Instructions for the task:
Please copy out all lines of the entries that contain the word "sink".

----- Source records

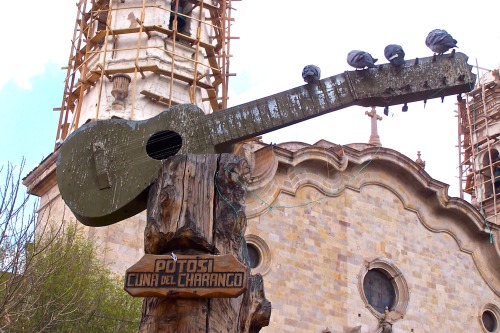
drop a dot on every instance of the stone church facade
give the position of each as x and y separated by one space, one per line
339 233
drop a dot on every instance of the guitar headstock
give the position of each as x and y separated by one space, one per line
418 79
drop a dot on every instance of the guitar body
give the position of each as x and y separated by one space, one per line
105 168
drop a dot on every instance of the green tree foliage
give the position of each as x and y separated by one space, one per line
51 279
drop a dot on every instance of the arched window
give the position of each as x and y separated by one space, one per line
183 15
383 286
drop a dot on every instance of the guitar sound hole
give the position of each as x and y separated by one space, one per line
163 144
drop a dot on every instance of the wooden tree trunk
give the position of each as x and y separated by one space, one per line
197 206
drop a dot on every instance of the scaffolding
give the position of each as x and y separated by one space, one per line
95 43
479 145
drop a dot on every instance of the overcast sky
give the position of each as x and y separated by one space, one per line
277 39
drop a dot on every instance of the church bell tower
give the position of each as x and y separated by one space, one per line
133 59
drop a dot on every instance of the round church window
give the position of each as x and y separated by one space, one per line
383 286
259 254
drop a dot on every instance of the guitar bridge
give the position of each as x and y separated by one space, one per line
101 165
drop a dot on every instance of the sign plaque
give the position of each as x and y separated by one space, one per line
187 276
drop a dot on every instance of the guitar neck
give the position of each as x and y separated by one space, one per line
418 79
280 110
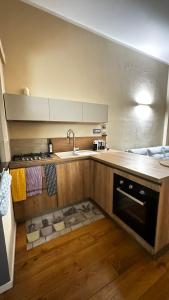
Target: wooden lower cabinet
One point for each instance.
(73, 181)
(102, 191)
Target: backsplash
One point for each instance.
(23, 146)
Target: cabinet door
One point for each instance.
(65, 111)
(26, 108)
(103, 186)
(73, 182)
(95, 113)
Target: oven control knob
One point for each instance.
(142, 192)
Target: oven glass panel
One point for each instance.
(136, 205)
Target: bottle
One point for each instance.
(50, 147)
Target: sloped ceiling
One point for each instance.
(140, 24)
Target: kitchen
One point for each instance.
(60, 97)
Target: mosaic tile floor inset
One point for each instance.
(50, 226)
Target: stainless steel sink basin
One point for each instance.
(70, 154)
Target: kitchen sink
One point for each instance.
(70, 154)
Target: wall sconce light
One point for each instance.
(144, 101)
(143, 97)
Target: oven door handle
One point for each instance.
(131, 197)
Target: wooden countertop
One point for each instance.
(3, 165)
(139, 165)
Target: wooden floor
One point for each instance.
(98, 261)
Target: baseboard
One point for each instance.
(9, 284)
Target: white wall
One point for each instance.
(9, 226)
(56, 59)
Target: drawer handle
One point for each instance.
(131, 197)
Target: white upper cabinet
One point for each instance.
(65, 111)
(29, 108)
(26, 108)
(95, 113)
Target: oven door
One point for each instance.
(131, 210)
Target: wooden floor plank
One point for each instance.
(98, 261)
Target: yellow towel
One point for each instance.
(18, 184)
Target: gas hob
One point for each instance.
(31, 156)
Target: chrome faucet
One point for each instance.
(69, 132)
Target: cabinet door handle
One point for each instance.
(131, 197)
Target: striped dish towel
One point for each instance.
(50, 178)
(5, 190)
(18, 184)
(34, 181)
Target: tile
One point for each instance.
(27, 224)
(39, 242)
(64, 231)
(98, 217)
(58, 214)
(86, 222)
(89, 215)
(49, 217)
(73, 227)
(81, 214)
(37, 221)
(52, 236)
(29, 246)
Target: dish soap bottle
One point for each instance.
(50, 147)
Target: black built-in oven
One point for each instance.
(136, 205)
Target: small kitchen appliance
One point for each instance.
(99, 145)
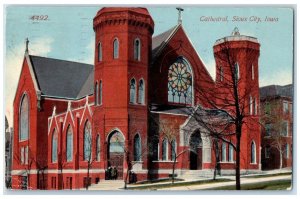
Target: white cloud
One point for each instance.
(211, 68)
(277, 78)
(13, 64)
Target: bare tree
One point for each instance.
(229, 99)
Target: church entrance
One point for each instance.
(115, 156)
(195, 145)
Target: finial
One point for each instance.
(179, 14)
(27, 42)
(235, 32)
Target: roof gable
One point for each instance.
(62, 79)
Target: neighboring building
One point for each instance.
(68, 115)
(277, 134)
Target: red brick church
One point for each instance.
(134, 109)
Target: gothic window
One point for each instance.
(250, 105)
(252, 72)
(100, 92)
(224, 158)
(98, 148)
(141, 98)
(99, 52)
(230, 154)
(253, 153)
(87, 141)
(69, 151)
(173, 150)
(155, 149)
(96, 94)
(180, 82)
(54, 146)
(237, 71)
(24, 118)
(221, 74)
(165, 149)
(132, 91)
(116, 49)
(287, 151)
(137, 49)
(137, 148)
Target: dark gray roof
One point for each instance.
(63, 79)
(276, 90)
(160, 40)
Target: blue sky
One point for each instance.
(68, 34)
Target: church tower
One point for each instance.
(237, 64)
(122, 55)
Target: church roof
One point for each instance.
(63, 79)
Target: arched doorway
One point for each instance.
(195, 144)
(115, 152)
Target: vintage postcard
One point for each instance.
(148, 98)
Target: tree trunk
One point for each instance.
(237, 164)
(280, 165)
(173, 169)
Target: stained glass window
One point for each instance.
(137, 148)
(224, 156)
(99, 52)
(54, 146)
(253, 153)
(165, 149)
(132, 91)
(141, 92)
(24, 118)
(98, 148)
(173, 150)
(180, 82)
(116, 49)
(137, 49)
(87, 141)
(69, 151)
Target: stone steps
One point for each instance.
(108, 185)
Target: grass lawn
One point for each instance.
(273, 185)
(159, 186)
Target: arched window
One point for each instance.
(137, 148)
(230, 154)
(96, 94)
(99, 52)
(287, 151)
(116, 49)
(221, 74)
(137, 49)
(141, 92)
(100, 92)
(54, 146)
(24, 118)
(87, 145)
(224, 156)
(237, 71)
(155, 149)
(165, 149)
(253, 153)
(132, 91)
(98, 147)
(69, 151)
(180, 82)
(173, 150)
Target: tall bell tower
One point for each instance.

----------

Problem solution:
Target: stainless steel sink basin
Target: kitchen sink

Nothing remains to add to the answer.